- Text shown

══════

EGU2020-5447, updated on 12 Jun 2020
https://doi.org/10.5194/egusphere-egu2020-5447
EGU General Assembly 2020
© Author(s) 2020. This work is distributed under
the Creative Commons Attribution 4.0 License.

Towards Operational Downscaling of Low Resolution Wind Fields using Neural Networks

Michael Kern1, Kevin Höhlein1, Timothy Hewson2, and Rüdiger Westermann1
Michael Kern et al.
  • 1Technische Universität München, Garching, Munich, Germany (kernm@in.tum.de)
  • 2ECMWF, Forecast department, Reading, United Kingdom of Great Britain and Northern Ireland (tim.hewson@ecmwf.int)

Numerical weather prediction models with high resolution (of order kms or less) can deliver very accurate low-level winds. The problem is that one cannot afford to run simulations at very high resolution over global or other large domains for long periods because the computational power needed is prohibitive.

Instead, we propose using neural networks to downscale low-resolution wind-field simulations (input) to high-resolution fields (targets) to try to match a high-resolution simulation. Based on short-range forecasts of wind fields (at the 100m level) from the ECMWF ERA5 reanalysis, at 31km resolution, and the HRES (deterministic) model version, at 9km resolution, we explore two complementary approaches, in an initial “proof-of-concept” study.

In a first step, we evaluate the ability of U-Net-type convolutional neural networks to learn a one-to-one mapping of low-resolution input data to high-resolution simulation results. By creating a compressed feature-space representation of the data, networks of this kind manage to encode important flow characteristics of the input fields and assimilate information from additional data sources. Next to wind vector fields, we use topographical information to inform the network, at low and high resolution, and include additional parameters that strongly influence wind-field prediction in simulations, such as vertical stability (via the simple, compact metric of boundary layer height) and the land-sea mask. We thus infer weather-situation and location-dependent wind structures that could not be retrieved otherwise.

══════

- Given task 1
In the listing, switch "keypoint" to "marker" on every line from the one containing "formatted as [161,33]." down to the end of the listing, and give back those lines with nothing else altered.

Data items
══════

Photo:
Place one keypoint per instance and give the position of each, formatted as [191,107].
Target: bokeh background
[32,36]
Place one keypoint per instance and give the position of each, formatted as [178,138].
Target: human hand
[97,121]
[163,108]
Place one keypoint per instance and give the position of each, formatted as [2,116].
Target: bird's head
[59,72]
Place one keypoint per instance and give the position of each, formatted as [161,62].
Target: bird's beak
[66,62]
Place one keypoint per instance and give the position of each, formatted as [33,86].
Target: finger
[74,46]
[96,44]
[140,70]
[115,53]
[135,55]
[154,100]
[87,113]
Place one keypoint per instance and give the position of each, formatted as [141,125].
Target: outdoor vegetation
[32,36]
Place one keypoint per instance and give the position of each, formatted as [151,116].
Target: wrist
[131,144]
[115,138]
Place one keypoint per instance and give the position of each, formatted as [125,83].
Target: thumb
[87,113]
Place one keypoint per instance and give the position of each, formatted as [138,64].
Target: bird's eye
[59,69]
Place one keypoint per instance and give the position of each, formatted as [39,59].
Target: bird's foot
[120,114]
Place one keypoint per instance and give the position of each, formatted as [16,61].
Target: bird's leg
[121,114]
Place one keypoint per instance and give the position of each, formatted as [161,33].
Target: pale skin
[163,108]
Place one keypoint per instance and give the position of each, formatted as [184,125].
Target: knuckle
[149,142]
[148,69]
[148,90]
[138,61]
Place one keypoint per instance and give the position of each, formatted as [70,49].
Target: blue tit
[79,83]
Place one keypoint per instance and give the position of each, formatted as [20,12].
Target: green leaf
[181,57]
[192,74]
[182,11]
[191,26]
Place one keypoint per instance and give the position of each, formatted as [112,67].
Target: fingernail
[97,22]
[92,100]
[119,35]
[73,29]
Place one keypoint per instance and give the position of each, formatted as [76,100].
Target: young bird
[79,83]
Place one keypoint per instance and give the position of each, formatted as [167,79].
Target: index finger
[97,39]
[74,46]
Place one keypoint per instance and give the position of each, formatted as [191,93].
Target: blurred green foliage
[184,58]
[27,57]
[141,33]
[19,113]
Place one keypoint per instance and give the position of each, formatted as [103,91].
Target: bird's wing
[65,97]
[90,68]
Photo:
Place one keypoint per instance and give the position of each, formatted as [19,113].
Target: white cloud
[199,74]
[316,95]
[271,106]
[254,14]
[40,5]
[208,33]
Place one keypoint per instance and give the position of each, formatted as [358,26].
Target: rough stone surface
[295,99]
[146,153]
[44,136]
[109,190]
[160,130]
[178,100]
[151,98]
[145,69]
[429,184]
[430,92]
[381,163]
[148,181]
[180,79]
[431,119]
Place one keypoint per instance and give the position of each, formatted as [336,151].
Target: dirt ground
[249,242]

══════

- Given task 2
Answer these questions using the abstract on downscaling wind fields:
(a) At what resolution are the ERA5 reanalysis forecasts?
(b) Which simple metric stands in for vertical stability?
(c) What type of neural networks is evaluated in the first step?

- Task response 1
Place one marker per instance and give the position of each, formatted as [161,33].
Target: pale skin
[163,108]
Place one marker per instance and give the position of each, formatted as [184,125].
Target: knuckle
[149,142]
[148,69]
[148,90]
[138,61]
Place one marker per instance and give the position of each, formatted as [70,49].
Target: blue tit
[79,83]
Place one marker per instance and give the position of each, formatted as [20,12].
Target: green leaf
[181,57]
[192,74]
[182,11]
[191,26]
Place one marker per instance and give the position of each, formatted as [112,67].
Target: fingernail
[97,22]
[92,100]
[119,35]
[73,29]
Place one marker per instance and give the position of each, formatted as [76,100].
Target: young bird
[79,83]
Place one marker per instance and give the position of each, formatted as [167,79].
Target: index finger
[97,39]
[74,46]
Place one marker per instance and give the position of each, formatted as [191,93].
Target: blurred green foliage
[184,58]
[27,57]
[141,33]
[19,113]
Place one marker per instance and give the position of each, formatted as [103,91].
Target: bird's wing
[65,97]
[90,68]
Photo:
Place one marker per instance and give the position of each, formatted as [19,113].
Target: white cloud
[199,74]
[316,95]
[271,106]
[254,14]
[40,5]
[208,33]
Place one marker per instance and give the position of each, formatted as [358,26].
Target: rough stone surface
[295,99]
[146,153]
[44,136]
[109,190]
[160,130]
[178,100]
[151,98]
[145,69]
[429,184]
[430,92]
[381,163]
[148,181]
[180,79]
[431,119]
Place one marker per instance and give the position of each, formatted as [336,151].
Target: dirt ground
[249,242]

- Task response 2
(a) 31km
(b) Boundary layer height
(c) U-Net-type convolutional neural networks